§ **ASSIGNMENT**:
Although the records include pictures, print only the rest, exactly as written.

[Natural-language object grounding data]
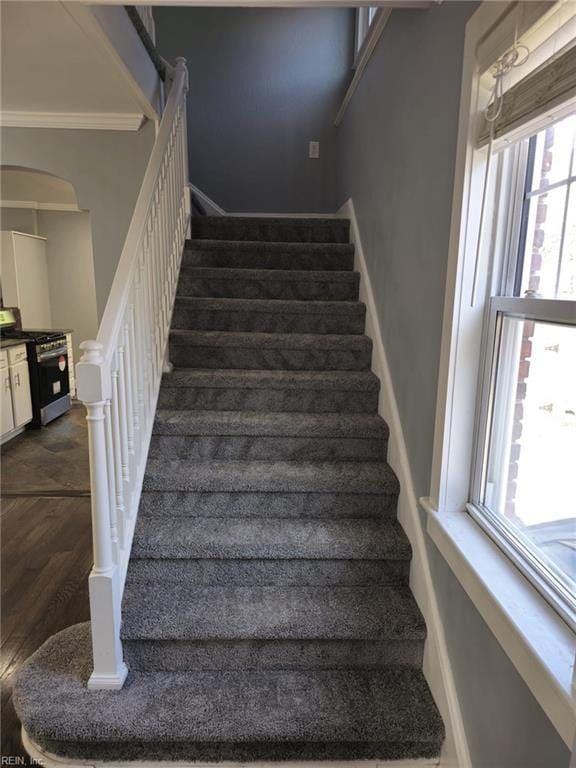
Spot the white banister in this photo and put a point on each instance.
(119, 373)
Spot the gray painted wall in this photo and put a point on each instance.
(106, 169)
(396, 160)
(263, 83)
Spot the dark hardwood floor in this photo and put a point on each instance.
(45, 549)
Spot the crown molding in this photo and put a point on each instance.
(102, 121)
(36, 206)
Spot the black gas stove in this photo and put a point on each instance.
(47, 353)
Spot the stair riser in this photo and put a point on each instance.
(194, 319)
(203, 656)
(330, 505)
(271, 230)
(250, 447)
(275, 400)
(241, 752)
(341, 262)
(193, 283)
(189, 356)
(257, 572)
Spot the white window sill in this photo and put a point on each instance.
(538, 642)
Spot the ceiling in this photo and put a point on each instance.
(52, 62)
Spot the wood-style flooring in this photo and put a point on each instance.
(45, 548)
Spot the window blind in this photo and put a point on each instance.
(552, 84)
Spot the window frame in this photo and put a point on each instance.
(522, 554)
(539, 643)
(513, 178)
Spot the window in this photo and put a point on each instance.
(524, 484)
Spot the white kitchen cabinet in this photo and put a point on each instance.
(7, 416)
(71, 369)
(24, 276)
(21, 400)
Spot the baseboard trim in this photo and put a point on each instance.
(49, 760)
(213, 209)
(437, 668)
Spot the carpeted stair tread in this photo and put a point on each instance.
(272, 538)
(274, 275)
(361, 426)
(331, 714)
(262, 504)
(183, 612)
(267, 572)
(273, 306)
(270, 477)
(268, 255)
(288, 341)
(268, 315)
(327, 381)
(284, 229)
(289, 284)
(284, 351)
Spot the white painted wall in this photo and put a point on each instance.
(18, 220)
(71, 273)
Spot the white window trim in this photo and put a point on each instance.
(540, 645)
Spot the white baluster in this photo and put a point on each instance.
(131, 345)
(140, 327)
(122, 410)
(111, 484)
(120, 480)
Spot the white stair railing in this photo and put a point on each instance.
(119, 374)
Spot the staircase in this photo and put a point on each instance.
(266, 613)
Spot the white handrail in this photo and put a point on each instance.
(118, 377)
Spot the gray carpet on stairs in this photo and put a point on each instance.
(267, 613)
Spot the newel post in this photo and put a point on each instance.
(93, 381)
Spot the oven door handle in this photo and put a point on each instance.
(52, 353)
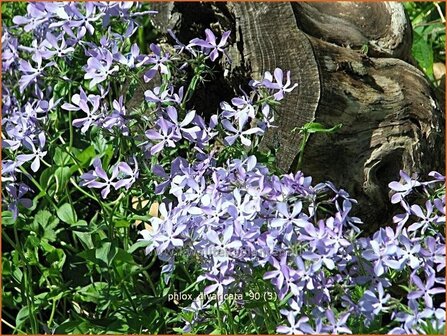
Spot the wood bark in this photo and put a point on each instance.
(351, 63)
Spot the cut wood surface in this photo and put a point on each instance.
(351, 63)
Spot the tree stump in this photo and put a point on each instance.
(352, 65)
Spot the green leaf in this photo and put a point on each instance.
(85, 238)
(138, 245)
(86, 156)
(122, 223)
(61, 158)
(57, 258)
(423, 53)
(62, 176)
(106, 253)
(7, 218)
(22, 316)
(67, 214)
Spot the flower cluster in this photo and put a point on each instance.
(69, 68)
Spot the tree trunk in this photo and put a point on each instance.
(352, 65)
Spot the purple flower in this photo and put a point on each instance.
(297, 327)
(131, 174)
(81, 20)
(221, 282)
(285, 218)
(338, 326)
(424, 219)
(117, 118)
(211, 44)
(100, 67)
(54, 48)
(81, 102)
(381, 255)
(239, 133)
(425, 290)
(133, 59)
(409, 252)
(38, 152)
(90, 178)
(158, 63)
(16, 191)
(434, 253)
(415, 317)
(375, 304)
(30, 74)
(404, 189)
(181, 127)
(166, 136)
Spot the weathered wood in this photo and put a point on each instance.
(271, 39)
(381, 26)
(390, 116)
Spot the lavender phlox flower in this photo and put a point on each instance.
(170, 236)
(53, 47)
(158, 59)
(375, 302)
(156, 96)
(338, 326)
(426, 290)
(10, 53)
(401, 219)
(9, 168)
(404, 188)
(207, 130)
(438, 176)
(80, 20)
(277, 276)
(409, 252)
(210, 44)
(179, 46)
(35, 49)
(181, 127)
(100, 67)
(76, 37)
(37, 151)
(234, 134)
(81, 102)
(33, 19)
(415, 317)
(297, 326)
(316, 236)
(268, 117)
(166, 136)
(425, 219)
(222, 247)
(319, 259)
(29, 73)
(434, 253)
(239, 114)
(90, 179)
(282, 88)
(306, 273)
(117, 118)
(130, 174)
(221, 282)
(16, 193)
(439, 203)
(132, 59)
(381, 256)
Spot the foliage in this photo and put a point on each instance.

§ **EXERCISE OUTPUT**:
Spot the white banister in this photo and put a point on each instance.
(119, 373)
Spot the gray painted wall in this photo and put a point on each instance.
(106, 169)
(396, 160)
(263, 83)
Spot the dark hardwood floor in this photo and put a point on each instance.
(45, 549)
Spot the crown molding in this photo and put a point on each instance.
(102, 121)
(36, 206)
Spot the black gas stove in this photo and put a point on each instance.
(47, 353)
Spot the stair riser in this photo and put a point on each instance.
(194, 319)
(203, 656)
(330, 505)
(271, 230)
(250, 447)
(275, 400)
(241, 752)
(341, 262)
(193, 283)
(189, 356)
(257, 572)
Spot the white window sill in this photo and put a point on each instance.
(538, 642)
Spot the ceiling in this photo and put a point on each instance.
(52, 62)
Spot the wood-style flooring in this photo and put a point on each instance.
(45, 548)
Spot the window blind in this photo and put a point on each instance.
(552, 84)
Spot the window frame in this photo and put a point on each instance.
(522, 554)
(539, 643)
(513, 178)
Spot the window in this photo and put a point on each instance.
(524, 484)
Spot the white kitchen cabinet in this photo and put a point on each instance.
(7, 416)
(71, 369)
(24, 276)
(21, 400)
Spot the baseboard trim in this photo and put a point on each instance.
(49, 760)
(213, 209)
(437, 668)
Spot the carpeted stair tread in this photo and put a point on each instance.
(272, 538)
(274, 275)
(361, 426)
(331, 714)
(262, 504)
(183, 612)
(267, 572)
(273, 306)
(270, 477)
(268, 255)
(288, 341)
(268, 315)
(327, 381)
(284, 229)
(289, 284)
(284, 351)
Spot the white painted wall in this photo and put a point on each instance.
(18, 220)
(71, 273)
Spot the white window trim in this photo and put a point on each instance.
(540, 645)
Spot the white baluster in this photo and put a point on each instance.
(131, 345)
(140, 327)
(122, 410)
(111, 484)
(120, 480)
Spot the white stair railing in this photo and put a point on each instance.
(119, 374)
Spot the staircase in this photo and put a point on each instance.
(266, 613)
Spot the white handrail in this photo and put a point on each instance.
(118, 377)
Spot the gray carpet on stairs in this photo and put a point on each instance.
(267, 613)
Spot the newel post in this photo and put a point on each instance.
(93, 381)
Spot the oven door handle in this photo and put a point on each instance.
(52, 353)
Spot the wood bark in this photo and put a point on each instance.
(351, 63)
Spot the cut wood surface in this photo and put a point on each instance.
(351, 63)
Spot the tree stump in this photo and put a point on each instance.
(352, 65)
Spot the green leaf in this photo and put a point on each instance.
(85, 238)
(138, 245)
(86, 156)
(122, 223)
(61, 158)
(57, 258)
(423, 53)
(62, 176)
(106, 253)
(7, 218)
(22, 316)
(67, 214)
Spot the flower cluster in this photo and put a point on each instance.
(69, 68)
Spot the tree trunk in this photo and put a point on each instance.
(352, 65)
Spot the purple flower in this photo and put a point on each instance.
(297, 327)
(131, 174)
(81, 20)
(221, 282)
(285, 218)
(338, 326)
(424, 219)
(117, 118)
(211, 44)
(100, 67)
(54, 48)
(81, 102)
(381, 255)
(239, 133)
(425, 290)
(133, 59)
(409, 252)
(38, 152)
(90, 178)
(158, 63)
(16, 191)
(434, 253)
(415, 317)
(375, 304)
(30, 74)
(404, 189)
(181, 127)
(166, 136)
Spot the weathered wood in this photo and put a point on each instance.
(271, 39)
(381, 26)
(390, 116)
Spot the lavender phlox flower in this photo and put a point on each instance.
(170, 236)
(53, 47)
(158, 59)
(375, 302)
(156, 96)
(338, 326)
(426, 290)
(10, 53)
(401, 219)
(9, 168)
(404, 188)
(207, 130)
(438, 176)
(80, 20)
(277, 276)
(409, 252)
(210, 44)
(179, 46)
(35, 49)
(181, 127)
(100, 67)
(76, 37)
(37, 151)
(234, 134)
(81, 102)
(33, 19)
(415, 317)
(297, 326)
(316, 236)
(268, 117)
(166, 136)
(425, 219)
(222, 247)
(319, 259)
(29, 73)
(434, 253)
(239, 114)
(90, 179)
(282, 88)
(306, 273)
(117, 118)
(130, 174)
(221, 282)
(16, 193)
(439, 203)
(132, 59)
(381, 256)
Spot the foliage in this photo and put a point on each instance.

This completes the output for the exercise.